TASK SET:
A – In the opinion on the police clerk's appointment, what statutory citation is given for the exception covering officers whose appointment is subject to confirmation by a city council?
B – State whether each statement agrees with the opinion on the police clerk's appointment, answering yes or no and quoting the deciding words: (i) The writer finds the appointment to be legal. (ii) The position of clerk of the chief of police falls within the civil service rules unless expressly excepted. (iii) The writer considers a clerk of a chief of police to be an "officer" in the sense used in the exception.

START GIVEN PASSAGE

My answer is that such appointment is not a legal appointment. The position of clerk of the chief of police is within the civil service rules, unless it is expressly excepted therefrom. The only exception which with any show of reason could be held to apply to a person holding that position is the exception of "officers . . . whose appointment is subject to confirmation by the . . . city council of any city." R. L., c. 19, § 9. In my opinion, however, a clerk of a chief of police is not an "officer" within the meaning of the word as here used.

END GIVEN PASSAGE
START INFORMATION PROVIDED

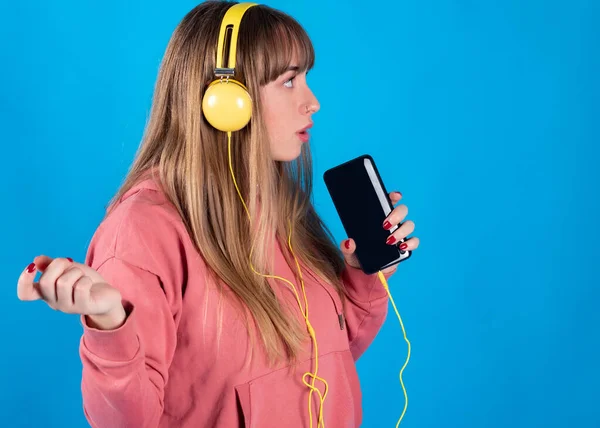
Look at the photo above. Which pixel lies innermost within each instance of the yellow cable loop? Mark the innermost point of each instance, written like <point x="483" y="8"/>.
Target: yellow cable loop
<point x="385" y="285"/>
<point x="314" y="376"/>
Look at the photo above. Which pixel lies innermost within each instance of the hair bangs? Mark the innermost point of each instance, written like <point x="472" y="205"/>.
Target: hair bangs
<point x="279" y="42"/>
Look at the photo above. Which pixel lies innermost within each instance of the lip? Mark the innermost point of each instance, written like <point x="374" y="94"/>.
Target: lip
<point x="305" y="128"/>
<point x="303" y="134"/>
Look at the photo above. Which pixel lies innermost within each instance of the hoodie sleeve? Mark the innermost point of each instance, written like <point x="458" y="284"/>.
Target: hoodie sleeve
<point x="365" y="307"/>
<point x="125" y="370"/>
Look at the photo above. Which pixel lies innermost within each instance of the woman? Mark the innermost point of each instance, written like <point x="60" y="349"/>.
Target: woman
<point x="196" y="312"/>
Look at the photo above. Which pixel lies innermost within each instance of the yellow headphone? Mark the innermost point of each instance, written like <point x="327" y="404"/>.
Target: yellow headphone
<point x="227" y="106"/>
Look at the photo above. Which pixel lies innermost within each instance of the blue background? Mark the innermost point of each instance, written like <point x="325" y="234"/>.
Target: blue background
<point x="485" y="114"/>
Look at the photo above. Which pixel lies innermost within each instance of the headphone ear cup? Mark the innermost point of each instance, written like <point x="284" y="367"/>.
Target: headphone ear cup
<point x="227" y="105"/>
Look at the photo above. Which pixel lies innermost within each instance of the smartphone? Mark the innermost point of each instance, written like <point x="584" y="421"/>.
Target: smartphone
<point x="362" y="204"/>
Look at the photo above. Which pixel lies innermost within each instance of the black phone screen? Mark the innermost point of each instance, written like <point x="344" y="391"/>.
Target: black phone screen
<point x="362" y="203"/>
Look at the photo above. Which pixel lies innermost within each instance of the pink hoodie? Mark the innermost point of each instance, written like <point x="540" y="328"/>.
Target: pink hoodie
<point x="164" y="367"/>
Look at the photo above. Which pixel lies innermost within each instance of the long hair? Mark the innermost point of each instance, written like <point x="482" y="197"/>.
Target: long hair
<point x="189" y="160"/>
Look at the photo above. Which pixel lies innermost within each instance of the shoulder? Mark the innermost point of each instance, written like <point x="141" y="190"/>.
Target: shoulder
<point x="144" y="229"/>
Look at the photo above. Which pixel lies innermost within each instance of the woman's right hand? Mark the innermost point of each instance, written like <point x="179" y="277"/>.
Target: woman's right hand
<point x="73" y="288"/>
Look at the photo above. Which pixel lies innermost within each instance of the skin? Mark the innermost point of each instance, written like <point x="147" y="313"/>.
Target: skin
<point x="75" y="288"/>
<point x="288" y="105"/>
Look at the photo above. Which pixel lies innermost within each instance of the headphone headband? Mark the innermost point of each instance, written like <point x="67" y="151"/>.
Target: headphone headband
<point x="230" y="26"/>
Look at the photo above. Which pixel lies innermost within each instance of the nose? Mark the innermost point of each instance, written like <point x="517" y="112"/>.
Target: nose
<point x="311" y="105"/>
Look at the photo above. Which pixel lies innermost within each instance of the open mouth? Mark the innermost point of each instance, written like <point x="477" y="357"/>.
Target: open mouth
<point x="303" y="135"/>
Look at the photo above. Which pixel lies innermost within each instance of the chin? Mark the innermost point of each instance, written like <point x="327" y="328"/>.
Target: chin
<point x="288" y="156"/>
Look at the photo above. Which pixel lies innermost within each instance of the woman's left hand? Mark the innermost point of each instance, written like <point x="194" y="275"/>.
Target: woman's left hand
<point x="396" y="217"/>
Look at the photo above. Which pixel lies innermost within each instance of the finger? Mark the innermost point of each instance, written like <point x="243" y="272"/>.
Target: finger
<point x="42" y="262"/>
<point x="395" y="197"/>
<point x="395" y="217"/>
<point x="27" y="290"/>
<point x="348" y="248"/>
<point x="64" y="288"/>
<point x="411" y="244"/>
<point x="401" y="232"/>
<point x="81" y="294"/>
<point x="48" y="279"/>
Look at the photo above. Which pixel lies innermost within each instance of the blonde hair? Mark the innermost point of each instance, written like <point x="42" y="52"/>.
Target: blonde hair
<point x="191" y="161"/>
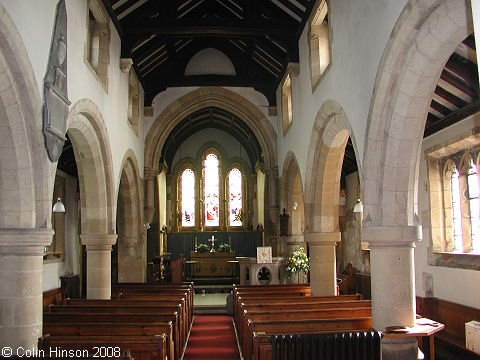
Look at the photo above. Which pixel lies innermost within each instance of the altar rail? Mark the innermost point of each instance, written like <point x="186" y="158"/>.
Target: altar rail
<point x="243" y="243"/>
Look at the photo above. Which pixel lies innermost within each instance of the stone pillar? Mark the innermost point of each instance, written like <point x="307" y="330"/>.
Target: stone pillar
<point x="130" y="265"/>
<point x="99" y="264"/>
<point x="323" y="271"/>
<point x="21" y="292"/>
<point x="393" y="284"/>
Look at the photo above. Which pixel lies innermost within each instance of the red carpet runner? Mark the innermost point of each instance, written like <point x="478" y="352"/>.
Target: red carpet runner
<point x="212" y="337"/>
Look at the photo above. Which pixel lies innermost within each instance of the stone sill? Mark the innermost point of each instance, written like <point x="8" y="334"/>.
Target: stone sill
<point x="458" y="260"/>
<point x="52" y="257"/>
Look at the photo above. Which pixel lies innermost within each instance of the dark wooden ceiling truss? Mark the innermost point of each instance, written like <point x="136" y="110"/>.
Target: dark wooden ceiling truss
<point x="161" y="36"/>
<point x="456" y="94"/>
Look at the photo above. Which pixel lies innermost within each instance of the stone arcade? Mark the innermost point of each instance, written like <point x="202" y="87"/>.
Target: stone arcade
<point x="175" y="130"/>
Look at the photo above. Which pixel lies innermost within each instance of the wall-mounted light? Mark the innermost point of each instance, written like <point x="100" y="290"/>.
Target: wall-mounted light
<point x="58" y="207"/>
<point x="358" y="208"/>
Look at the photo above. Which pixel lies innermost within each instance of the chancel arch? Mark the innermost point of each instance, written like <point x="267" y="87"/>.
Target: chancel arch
<point x="88" y="135"/>
<point x="329" y="138"/>
<point x="131" y="249"/>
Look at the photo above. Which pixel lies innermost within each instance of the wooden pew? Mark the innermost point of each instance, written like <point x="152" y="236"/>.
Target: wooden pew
<point x="114" y="329"/>
<point x="298" y="314"/>
<point x="131" y="288"/>
<point x="258" y="300"/>
<point x="167" y="308"/>
<point x="99" y="318"/>
<point x="140" y="347"/>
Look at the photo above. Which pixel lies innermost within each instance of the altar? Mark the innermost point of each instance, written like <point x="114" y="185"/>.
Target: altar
<point x="213" y="265"/>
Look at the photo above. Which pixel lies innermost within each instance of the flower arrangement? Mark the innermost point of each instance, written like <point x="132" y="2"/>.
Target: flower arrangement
<point x="224" y="248"/>
<point x="203" y="248"/>
<point x="297" y="261"/>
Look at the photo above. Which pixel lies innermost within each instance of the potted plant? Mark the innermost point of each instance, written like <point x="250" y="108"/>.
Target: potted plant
<point x="297" y="262"/>
<point x="202" y="248"/>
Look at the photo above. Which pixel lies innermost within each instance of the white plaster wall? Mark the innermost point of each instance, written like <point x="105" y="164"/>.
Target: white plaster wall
<point x="451" y="284"/>
<point x="359" y="33"/>
<point x="167" y="97"/>
<point x="192" y="145"/>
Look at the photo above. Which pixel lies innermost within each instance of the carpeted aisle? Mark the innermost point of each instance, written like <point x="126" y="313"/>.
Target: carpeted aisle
<point x="212" y="337"/>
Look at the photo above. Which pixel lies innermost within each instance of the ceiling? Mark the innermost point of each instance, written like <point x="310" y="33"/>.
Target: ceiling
<point x="456" y="94"/>
<point x="260" y="37"/>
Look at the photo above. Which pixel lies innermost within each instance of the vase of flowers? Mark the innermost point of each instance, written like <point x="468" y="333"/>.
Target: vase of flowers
<point x="202" y="248"/>
<point x="297" y="262"/>
<point x="224" y="248"/>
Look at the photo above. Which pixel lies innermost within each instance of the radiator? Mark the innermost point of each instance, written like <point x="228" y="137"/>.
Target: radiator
<point x="355" y="345"/>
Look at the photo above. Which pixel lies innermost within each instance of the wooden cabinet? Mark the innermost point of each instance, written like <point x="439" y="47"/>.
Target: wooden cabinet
<point x="214" y="265"/>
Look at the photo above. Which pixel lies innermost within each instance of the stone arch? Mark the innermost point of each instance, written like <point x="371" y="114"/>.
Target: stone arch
<point x="425" y="35"/>
<point x="206" y="97"/>
<point x="131" y="245"/>
<point x="24" y="166"/>
<point x="88" y="134"/>
<point x="324" y="164"/>
<point x="292" y="191"/>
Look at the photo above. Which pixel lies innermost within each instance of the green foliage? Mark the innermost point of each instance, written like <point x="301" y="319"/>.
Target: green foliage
<point x="203" y="248"/>
<point x="224" y="248"/>
<point x="297" y="261"/>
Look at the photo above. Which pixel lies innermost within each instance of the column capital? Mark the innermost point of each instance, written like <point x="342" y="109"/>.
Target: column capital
<point x="392" y="236"/>
<point x="98" y="242"/>
<point x="149" y="172"/>
<point x="25" y="241"/>
<point x="323" y="238"/>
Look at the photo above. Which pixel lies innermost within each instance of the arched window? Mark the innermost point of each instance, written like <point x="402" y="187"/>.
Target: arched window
<point x="211" y="191"/>
<point x="235" y="200"/>
<point x="456" y="212"/>
<point x="474" y="204"/>
<point x="188" y="198"/>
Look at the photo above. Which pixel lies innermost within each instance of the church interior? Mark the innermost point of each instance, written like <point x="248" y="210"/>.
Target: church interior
<point x="153" y="151"/>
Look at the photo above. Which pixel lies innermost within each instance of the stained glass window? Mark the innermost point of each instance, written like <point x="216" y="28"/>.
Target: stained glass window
<point x="235" y="197"/>
<point x="456" y="213"/>
<point x="211" y="191"/>
<point x="474" y="202"/>
<point x="188" y="198"/>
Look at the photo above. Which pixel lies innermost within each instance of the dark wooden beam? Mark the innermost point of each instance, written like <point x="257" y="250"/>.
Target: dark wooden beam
<point x="464" y="68"/>
<point x="455" y="100"/>
<point x="435" y="105"/>
<point x="453" y="118"/>
<point x="180" y="30"/>
<point x="459" y="84"/>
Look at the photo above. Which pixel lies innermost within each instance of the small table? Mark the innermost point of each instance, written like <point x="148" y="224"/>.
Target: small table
<point x="422" y="327"/>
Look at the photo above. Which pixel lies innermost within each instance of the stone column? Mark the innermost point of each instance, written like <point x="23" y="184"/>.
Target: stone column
<point x="99" y="264"/>
<point x="323" y="271"/>
<point x="21" y="292"/>
<point x="150" y="176"/>
<point x="393" y="284"/>
<point x="130" y="266"/>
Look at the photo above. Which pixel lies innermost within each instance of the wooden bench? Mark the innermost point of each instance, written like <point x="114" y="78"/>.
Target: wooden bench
<point x="167" y="308"/>
<point x="99" y="318"/>
<point x="114" y="329"/>
<point x="140" y="347"/>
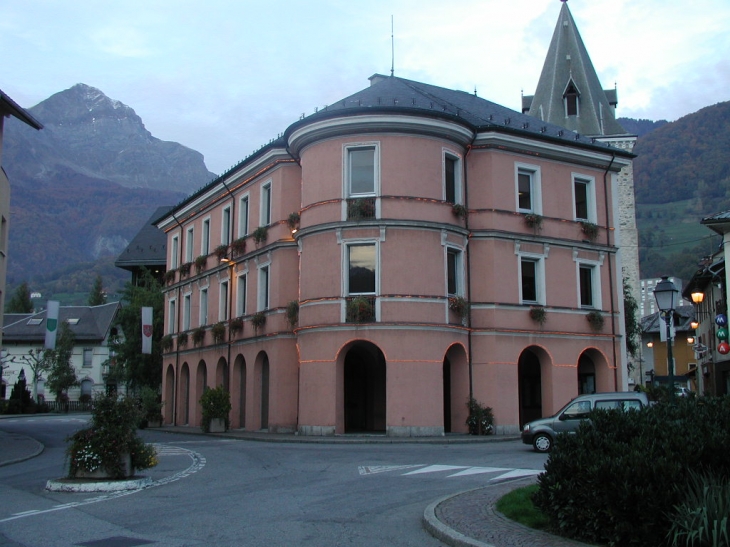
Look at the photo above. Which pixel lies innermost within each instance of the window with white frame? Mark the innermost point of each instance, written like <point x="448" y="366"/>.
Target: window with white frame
<point x="587" y="285"/>
<point x="454" y="272"/>
<point x="264" y="287"/>
<point x="584" y="200"/>
<point x="174" y="248"/>
<point x="205" y="238"/>
<point x="203" y="319"/>
<point x="186" y="312"/>
<point x="527" y="180"/>
<point x="171" y="316"/>
<point x="266" y="204"/>
<point x="189" y="244"/>
<point x="241" y="295"/>
<point x="452" y="178"/>
<point x="223" y="301"/>
<point x="361" y="170"/>
<point x="361" y="268"/>
<point x="243" y="216"/>
<point x="226" y="226"/>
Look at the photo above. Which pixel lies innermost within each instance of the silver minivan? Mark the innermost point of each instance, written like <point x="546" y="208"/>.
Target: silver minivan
<point x="541" y="433"/>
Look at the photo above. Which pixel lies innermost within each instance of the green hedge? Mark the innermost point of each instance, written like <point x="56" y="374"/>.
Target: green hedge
<point x="618" y="479"/>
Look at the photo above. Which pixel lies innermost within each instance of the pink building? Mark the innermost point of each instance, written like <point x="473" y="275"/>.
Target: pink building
<point x="392" y="255"/>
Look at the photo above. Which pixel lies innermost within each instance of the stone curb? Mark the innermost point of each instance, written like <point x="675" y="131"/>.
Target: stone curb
<point x="71" y="485"/>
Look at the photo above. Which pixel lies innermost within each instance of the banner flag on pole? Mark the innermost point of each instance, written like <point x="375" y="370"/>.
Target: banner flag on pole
<point x="51" y="323"/>
<point x="147" y="330"/>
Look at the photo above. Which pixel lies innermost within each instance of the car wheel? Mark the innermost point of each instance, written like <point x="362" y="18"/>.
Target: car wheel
<point x="542" y="442"/>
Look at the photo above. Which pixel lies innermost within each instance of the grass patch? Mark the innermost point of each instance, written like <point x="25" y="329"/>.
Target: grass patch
<point x="518" y="506"/>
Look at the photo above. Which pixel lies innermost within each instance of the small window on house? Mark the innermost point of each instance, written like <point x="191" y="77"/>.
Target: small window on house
<point x="361" y="267"/>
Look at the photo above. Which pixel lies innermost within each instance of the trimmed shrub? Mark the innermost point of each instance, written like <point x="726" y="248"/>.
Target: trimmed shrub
<point x="617" y="480"/>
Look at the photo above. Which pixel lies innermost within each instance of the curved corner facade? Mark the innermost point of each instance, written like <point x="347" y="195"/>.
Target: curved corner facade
<point x="373" y="269"/>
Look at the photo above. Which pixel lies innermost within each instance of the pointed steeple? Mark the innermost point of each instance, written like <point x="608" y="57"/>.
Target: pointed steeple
<point x="569" y="92"/>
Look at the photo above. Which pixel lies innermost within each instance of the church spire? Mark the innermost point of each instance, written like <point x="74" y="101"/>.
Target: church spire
<point x="569" y="92"/>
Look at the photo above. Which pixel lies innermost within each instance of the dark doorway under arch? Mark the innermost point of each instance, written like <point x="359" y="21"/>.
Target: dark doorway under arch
<point x="364" y="389"/>
<point x="530" y="387"/>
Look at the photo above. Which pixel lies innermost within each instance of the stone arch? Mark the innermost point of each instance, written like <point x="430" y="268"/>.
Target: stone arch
<point x="361" y="388"/>
<point x="455" y="388"/>
<point x="532" y="380"/>
<point x="238" y="392"/>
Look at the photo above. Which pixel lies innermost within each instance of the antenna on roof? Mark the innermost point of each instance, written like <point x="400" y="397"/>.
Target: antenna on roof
<point x="392" y="48"/>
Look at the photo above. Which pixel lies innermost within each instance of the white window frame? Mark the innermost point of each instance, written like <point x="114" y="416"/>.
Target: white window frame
<point x="174" y="251"/>
<point x="203" y="312"/>
<point x="267" y="194"/>
<point x="205" y="237"/>
<point x="459" y="267"/>
<point x="189" y="244"/>
<point x="187" y="298"/>
<point x="590" y="183"/>
<point x="244" y="210"/>
<point x="171" y="313"/>
<point x="346" y="265"/>
<point x="458" y="192"/>
<point x="226" y="225"/>
<point x="346" y="171"/>
<point x="535" y="188"/>
<point x="241" y="290"/>
<point x="224" y="290"/>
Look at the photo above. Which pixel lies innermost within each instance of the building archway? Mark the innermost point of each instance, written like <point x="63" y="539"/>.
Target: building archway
<point x="455" y="389"/>
<point x="529" y="372"/>
<point x="364" y="389"/>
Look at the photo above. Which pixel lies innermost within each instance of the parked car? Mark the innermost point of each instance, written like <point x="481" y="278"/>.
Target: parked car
<point x="541" y="434"/>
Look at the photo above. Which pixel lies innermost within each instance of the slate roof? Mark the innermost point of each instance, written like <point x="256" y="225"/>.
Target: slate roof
<point x="568" y="60"/>
<point x="94" y="323"/>
<point x="148" y="248"/>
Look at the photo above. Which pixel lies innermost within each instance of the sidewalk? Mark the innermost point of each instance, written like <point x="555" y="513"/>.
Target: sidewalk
<point x="465" y="519"/>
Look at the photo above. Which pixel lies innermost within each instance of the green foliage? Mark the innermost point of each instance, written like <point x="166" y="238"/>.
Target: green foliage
<point x="617" y="479"/>
<point x="61" y="375"/>
<point x="517" y="505"/>
<point x="481" y="419"/>
<point x="113" y="433"/>
<point x="215" y="403"/>
<point x="97" y="296"/>
<point x="703" y="516"/>
<point x="135" y="368"/>
<point x="20" y="301"/>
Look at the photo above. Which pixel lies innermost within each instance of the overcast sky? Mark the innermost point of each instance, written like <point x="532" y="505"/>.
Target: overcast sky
<point x="225" y="76"/>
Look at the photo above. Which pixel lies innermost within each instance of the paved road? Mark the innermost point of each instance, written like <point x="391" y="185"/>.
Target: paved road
<point x="213" y="491"/>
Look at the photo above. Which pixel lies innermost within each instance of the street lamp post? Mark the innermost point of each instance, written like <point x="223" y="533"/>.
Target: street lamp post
<point x="666" y="295"/>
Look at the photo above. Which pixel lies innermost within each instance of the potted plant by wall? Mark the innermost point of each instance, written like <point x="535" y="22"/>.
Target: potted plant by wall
<point x="221" y="251"/>
<point x="151" y="407"/>
<point x="360" y="310"/>
<point x="235" y="325"/>
<point x="481" y="419"/>
<point x="538" y="314"/>
<point x="198" y="336"/>
<point x="260" y="234"/>
<point x="459" y="210"/>
<point x="218" y="331"/>
<point x="589" y="229"/>
<point x="534" y="221"/>
<point x="239" y="246"/>
<point x="110" y="448"/>
<point x="216" y="407"/>
<point x="258" y="320"/>
<point x="595" y="318"/>
<point x="292" y="313"/>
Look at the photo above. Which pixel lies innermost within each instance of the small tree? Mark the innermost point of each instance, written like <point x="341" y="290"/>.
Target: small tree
<point x="97" y="297"/>
<point x="62" y="375"/>
<point x="20" y="302"/>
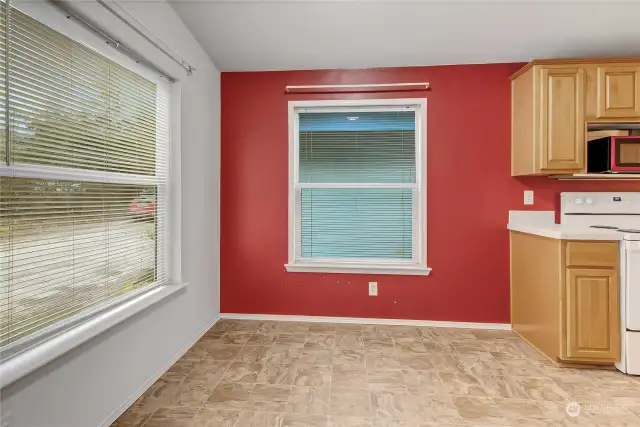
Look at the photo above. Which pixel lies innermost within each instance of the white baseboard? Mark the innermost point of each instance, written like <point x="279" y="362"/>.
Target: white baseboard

END INFORMATION PROVIDED

ANSWERS TO THE EXERCISES:
A – R. L., c. 19, § 9.

B –
(i) No: "such appointment is not a legal appointment."
(ii) Yes: "The position of clerk of the chief of police is within the civil service rules, unless it is expressly excepted therefrom."
(iii) No: "a clerk of a chief of police is not an "officer" within the meaning of the word as here used."